§ The input
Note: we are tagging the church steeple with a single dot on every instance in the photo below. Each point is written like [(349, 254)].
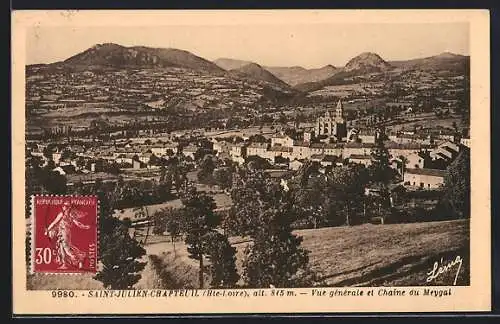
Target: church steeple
[(339, 111)]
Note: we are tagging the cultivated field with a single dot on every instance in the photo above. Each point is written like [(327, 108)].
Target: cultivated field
[(364, 255)]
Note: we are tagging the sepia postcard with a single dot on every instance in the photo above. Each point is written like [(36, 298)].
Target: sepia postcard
[(260, 161)]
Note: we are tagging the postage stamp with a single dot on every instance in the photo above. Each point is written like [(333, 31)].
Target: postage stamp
[(64, 234), (282, 161)]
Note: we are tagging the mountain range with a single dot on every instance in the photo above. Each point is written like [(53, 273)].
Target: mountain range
[(111, 55)]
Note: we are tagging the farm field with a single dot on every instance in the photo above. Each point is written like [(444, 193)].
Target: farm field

§ What is needed
Each line of the entries above that has the word "photo" is to be copied.

§ Response area
Note: we are tagging the church steeple with a single dot on every instance in the photo below. Each point is written like [(349, 254)].
Note: we are tagging the cultivated field with a single dot on every instance in the photo above. Each point is written like [(327, 108)].
Note: we are tagging the sepia postcard with a single dot on every instance in the photo above. Each point is written like [(36, 298)].
Note: we are tagging the postage stamp with a single dot on every instance in the photo above. Each point is written like [(333, 31)].
Note: we are tagging the mountain range with a single dot on every instance in the photo above. Each point is written like [(53, 273)].
Note: we are tagging the farm field with a single dot on every instance in the photo above. Each point is written like [(444, 193)].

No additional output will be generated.